Each line of the data that mentions the string "forehead" needs to be identified and copied.

Data for the task:
--*--

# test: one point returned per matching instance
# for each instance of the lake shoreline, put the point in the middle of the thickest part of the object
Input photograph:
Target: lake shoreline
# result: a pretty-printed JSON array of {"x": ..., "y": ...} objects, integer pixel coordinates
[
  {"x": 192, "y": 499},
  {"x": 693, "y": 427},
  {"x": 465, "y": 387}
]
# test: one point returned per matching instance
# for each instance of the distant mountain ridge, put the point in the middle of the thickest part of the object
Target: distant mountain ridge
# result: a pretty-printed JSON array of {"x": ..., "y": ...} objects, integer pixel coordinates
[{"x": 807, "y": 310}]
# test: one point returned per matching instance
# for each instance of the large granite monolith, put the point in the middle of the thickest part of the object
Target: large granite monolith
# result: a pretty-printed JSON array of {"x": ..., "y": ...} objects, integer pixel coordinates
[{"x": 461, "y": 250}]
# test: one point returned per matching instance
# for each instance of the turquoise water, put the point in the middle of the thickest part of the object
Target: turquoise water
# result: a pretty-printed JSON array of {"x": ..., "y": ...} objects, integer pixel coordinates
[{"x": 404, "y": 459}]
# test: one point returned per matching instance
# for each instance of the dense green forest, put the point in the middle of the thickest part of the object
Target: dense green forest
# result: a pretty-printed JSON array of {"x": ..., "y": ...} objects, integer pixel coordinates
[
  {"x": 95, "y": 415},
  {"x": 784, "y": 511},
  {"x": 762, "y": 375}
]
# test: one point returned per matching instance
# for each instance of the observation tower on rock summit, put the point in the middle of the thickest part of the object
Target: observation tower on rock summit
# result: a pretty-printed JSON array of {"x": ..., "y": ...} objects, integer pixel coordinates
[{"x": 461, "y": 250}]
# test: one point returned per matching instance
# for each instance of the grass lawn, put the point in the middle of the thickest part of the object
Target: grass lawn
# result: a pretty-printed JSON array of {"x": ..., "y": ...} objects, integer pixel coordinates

--*--

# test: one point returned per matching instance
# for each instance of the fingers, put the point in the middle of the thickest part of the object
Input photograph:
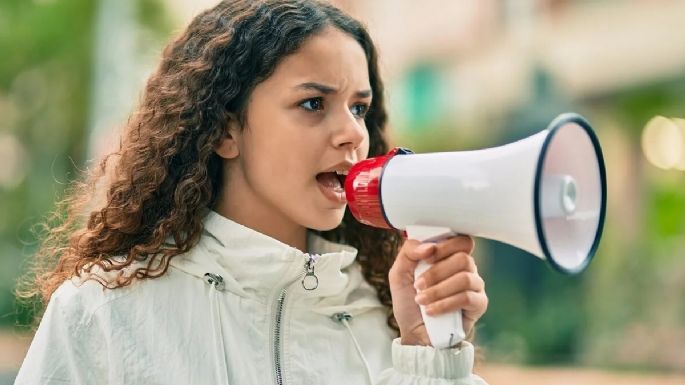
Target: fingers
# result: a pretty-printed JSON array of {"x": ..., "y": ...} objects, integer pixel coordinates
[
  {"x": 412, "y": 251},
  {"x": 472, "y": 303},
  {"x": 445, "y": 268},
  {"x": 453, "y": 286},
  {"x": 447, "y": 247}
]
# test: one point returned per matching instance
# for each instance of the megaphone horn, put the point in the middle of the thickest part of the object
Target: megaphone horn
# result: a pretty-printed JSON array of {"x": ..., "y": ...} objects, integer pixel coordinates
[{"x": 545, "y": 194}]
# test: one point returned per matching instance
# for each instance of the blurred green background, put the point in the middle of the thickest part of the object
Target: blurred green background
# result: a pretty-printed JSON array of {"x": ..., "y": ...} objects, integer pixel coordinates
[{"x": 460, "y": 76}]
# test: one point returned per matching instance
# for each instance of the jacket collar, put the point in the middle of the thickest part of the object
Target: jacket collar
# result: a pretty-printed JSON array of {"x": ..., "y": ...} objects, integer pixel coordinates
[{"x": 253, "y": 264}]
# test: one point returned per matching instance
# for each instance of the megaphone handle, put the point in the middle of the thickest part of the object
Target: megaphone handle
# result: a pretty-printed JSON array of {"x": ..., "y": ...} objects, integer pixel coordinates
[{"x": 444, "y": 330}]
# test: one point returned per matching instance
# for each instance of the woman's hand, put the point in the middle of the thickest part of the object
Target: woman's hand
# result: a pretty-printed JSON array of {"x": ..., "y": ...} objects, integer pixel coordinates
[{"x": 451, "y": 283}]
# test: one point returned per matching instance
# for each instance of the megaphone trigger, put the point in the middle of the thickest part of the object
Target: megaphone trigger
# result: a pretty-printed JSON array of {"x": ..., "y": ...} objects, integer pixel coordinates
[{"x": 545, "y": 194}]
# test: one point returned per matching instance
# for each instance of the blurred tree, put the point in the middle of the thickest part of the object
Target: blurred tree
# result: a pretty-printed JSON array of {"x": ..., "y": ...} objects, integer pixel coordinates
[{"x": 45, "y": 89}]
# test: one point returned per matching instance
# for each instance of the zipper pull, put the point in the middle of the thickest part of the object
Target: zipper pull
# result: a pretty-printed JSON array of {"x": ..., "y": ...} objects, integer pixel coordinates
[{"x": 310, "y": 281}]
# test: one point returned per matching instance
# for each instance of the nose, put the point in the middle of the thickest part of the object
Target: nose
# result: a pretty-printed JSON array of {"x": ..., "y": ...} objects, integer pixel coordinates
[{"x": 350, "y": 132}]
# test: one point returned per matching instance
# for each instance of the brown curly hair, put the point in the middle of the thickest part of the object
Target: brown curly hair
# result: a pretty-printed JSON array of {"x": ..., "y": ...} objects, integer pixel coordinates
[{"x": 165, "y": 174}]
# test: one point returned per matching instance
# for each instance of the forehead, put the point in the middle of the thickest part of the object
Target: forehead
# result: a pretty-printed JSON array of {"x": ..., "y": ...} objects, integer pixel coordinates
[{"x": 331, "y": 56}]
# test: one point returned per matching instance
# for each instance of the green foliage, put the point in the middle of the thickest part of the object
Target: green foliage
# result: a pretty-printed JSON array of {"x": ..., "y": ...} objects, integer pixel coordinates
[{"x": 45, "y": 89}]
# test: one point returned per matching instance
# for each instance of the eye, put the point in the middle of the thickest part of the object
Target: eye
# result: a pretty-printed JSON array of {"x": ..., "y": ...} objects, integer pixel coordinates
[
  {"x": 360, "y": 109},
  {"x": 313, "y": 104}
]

--*--

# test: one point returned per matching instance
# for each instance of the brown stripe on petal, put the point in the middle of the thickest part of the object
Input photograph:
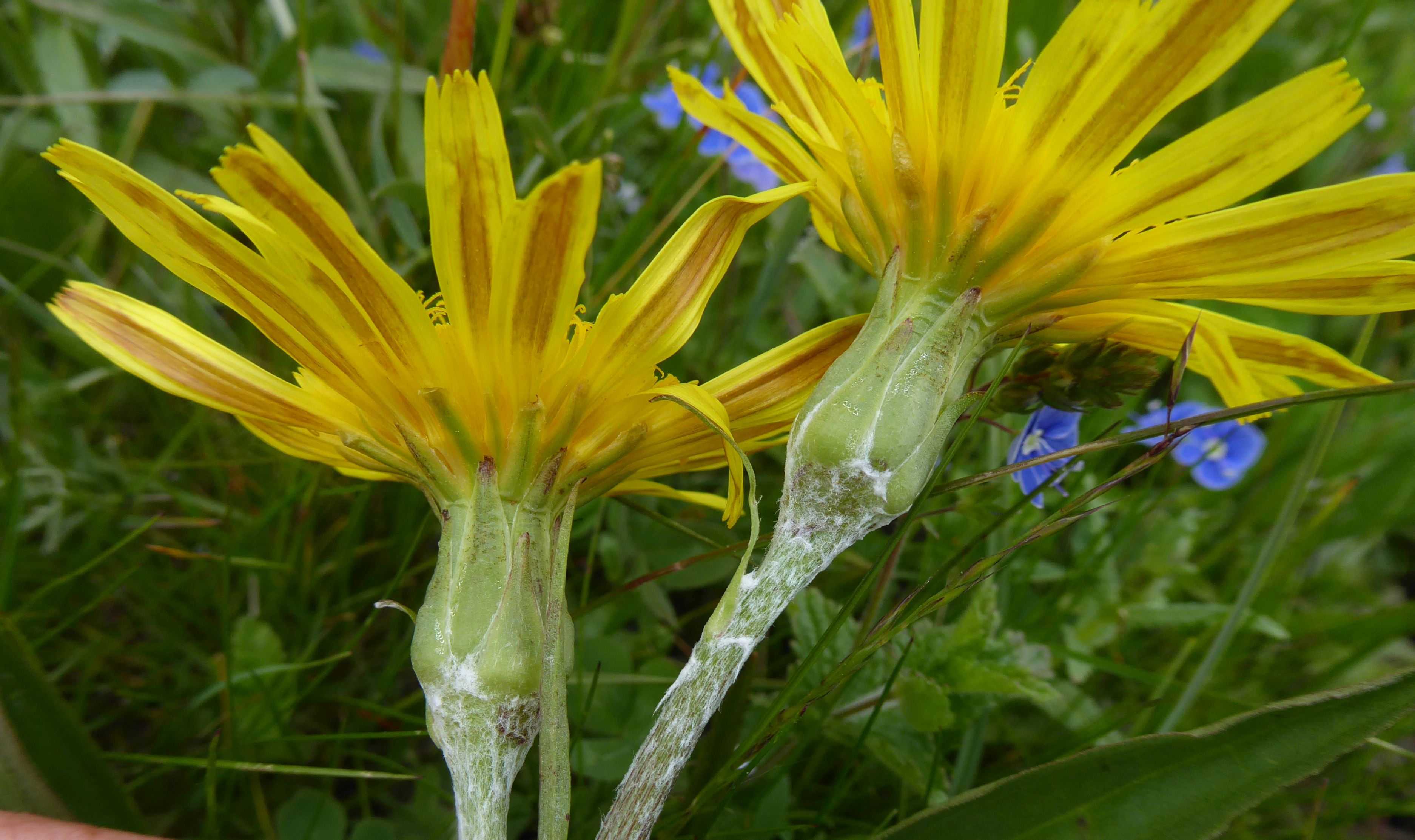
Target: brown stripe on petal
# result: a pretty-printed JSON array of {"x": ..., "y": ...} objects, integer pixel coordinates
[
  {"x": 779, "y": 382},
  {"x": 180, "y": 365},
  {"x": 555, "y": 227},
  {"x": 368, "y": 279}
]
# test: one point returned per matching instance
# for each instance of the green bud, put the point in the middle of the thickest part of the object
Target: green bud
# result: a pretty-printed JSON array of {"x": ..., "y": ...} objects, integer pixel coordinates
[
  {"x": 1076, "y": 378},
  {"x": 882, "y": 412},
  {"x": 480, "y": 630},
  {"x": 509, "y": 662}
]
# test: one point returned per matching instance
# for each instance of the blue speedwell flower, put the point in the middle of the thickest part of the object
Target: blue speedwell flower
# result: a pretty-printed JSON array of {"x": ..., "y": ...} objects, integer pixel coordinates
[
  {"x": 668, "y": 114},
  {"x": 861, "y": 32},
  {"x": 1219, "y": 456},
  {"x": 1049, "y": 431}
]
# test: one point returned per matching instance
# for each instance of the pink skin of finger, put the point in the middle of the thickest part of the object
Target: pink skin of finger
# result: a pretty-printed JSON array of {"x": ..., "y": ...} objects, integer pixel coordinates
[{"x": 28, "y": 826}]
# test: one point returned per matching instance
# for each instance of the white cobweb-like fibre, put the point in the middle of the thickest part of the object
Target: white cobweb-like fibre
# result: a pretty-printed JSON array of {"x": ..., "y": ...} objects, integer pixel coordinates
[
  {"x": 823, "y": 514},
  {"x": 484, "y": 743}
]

--*--

Final answer:
# for each instance of the forehead, put the point in the middle of the thickest part of the object
Target: forehead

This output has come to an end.